**Your goal:** Filter the entries below down to the lines that hold "instance".

*** Block opens ***

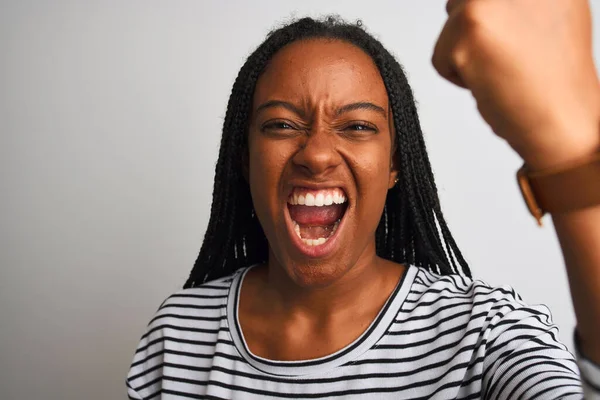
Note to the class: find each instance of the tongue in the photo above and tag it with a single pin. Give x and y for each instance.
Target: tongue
(316, 216)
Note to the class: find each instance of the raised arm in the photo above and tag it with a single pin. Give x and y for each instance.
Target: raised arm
(529, 65)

*** Block closes ***

**Written answer:**
Note to the class: find each instance of the tongue in the photo above and tag it with a single pin. Give x and y for each instance.
Note to the class: find each instance of the raised arm in the photo above and tag it with a single pin. Give x and y for each instance.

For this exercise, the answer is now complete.